### What to do
Please repeat, from the entries that follow, the lines from the one containing "positive clicks: (573, 50)" through the one containing "negative clicks: (284, 31) (136, 272)" exactly, adding nothing.

### Data
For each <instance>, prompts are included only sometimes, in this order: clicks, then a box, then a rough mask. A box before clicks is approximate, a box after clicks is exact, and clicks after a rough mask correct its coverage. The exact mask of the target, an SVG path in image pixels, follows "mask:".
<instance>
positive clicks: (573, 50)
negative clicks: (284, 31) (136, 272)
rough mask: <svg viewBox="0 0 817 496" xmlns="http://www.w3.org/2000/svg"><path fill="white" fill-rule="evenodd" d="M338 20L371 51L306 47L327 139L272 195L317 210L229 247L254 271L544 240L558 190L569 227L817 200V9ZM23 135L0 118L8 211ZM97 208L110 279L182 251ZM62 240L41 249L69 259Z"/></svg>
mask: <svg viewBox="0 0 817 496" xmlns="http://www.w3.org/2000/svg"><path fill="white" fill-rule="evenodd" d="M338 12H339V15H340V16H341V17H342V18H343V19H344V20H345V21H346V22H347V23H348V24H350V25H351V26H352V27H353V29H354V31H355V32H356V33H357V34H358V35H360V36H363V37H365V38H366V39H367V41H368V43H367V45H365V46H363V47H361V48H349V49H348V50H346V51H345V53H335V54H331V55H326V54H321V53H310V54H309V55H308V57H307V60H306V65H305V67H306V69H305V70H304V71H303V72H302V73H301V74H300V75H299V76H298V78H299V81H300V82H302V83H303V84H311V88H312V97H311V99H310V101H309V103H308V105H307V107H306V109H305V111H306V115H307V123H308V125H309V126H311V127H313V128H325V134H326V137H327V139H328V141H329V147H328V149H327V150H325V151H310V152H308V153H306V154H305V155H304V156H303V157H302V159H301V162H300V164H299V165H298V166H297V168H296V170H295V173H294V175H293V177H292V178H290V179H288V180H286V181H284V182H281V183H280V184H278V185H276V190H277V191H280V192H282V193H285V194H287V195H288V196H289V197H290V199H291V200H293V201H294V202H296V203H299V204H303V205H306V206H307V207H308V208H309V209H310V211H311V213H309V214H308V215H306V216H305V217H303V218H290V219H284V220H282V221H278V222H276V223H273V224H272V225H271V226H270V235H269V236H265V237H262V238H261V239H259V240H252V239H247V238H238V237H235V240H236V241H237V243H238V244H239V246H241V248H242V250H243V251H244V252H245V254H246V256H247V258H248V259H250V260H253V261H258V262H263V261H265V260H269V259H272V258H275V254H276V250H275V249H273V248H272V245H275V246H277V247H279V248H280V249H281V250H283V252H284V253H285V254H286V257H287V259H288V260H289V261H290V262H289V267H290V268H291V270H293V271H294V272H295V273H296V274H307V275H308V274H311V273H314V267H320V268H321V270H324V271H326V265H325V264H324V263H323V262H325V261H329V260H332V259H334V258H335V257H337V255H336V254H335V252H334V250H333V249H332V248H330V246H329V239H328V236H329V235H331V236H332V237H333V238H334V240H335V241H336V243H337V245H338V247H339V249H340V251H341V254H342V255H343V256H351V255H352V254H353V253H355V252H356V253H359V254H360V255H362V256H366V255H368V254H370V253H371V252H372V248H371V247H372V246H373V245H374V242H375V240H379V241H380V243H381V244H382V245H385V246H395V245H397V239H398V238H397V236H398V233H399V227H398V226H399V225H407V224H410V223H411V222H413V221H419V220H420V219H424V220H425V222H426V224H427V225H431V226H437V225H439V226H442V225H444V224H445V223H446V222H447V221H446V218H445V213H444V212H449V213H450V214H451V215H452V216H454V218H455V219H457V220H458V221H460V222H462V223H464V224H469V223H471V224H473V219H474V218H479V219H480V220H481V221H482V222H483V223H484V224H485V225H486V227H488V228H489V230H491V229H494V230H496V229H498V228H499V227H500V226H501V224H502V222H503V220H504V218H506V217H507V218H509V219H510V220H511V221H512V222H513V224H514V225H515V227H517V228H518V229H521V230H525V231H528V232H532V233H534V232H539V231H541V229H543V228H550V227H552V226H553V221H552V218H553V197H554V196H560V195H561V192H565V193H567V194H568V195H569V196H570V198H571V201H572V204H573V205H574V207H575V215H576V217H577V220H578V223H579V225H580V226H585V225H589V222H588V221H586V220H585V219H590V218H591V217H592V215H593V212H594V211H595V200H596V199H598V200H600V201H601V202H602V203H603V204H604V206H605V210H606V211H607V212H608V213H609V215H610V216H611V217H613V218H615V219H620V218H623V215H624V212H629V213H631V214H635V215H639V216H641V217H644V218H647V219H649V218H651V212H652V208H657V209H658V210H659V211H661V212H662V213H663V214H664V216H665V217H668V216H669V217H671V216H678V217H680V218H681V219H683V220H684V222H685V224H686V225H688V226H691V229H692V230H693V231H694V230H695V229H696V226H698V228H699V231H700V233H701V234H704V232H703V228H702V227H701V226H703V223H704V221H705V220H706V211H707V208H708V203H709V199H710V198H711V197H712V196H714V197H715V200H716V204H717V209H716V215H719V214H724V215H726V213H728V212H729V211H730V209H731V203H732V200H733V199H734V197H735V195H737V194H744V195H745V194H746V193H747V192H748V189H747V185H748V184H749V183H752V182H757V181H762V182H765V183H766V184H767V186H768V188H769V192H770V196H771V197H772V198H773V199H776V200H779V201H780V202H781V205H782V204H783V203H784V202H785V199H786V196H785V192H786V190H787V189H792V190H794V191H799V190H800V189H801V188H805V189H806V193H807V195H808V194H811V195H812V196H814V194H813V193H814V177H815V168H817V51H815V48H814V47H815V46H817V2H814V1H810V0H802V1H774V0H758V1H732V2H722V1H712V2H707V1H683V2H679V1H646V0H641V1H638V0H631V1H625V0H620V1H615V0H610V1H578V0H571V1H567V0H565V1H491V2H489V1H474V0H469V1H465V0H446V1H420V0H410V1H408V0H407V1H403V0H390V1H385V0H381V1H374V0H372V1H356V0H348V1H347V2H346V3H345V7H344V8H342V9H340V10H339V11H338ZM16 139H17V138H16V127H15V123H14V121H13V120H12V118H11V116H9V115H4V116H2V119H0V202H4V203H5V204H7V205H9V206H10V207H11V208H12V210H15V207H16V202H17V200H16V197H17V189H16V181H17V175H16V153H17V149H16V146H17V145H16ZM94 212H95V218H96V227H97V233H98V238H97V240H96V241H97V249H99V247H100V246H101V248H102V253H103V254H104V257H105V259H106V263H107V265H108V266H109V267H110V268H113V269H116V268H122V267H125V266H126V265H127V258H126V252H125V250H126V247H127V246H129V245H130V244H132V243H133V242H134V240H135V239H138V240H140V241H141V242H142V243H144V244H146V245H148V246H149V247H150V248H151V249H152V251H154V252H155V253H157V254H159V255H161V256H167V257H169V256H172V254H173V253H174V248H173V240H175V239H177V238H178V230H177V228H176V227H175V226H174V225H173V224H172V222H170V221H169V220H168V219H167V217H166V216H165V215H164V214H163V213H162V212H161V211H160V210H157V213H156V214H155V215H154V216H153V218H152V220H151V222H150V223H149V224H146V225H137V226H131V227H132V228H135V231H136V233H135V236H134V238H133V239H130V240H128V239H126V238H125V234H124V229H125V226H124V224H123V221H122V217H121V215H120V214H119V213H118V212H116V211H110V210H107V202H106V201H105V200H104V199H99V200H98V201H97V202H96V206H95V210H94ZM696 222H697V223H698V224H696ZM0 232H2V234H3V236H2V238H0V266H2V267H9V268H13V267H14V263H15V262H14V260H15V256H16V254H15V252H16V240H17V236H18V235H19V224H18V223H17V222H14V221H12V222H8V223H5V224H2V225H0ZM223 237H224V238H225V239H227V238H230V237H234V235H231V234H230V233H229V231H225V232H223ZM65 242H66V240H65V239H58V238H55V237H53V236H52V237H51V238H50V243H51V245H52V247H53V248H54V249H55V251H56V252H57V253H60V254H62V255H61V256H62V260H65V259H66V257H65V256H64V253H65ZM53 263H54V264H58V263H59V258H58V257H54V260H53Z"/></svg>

### Exercise output
positive clicks: (573, 50)
negative clicks: (284, 31) (136, 272)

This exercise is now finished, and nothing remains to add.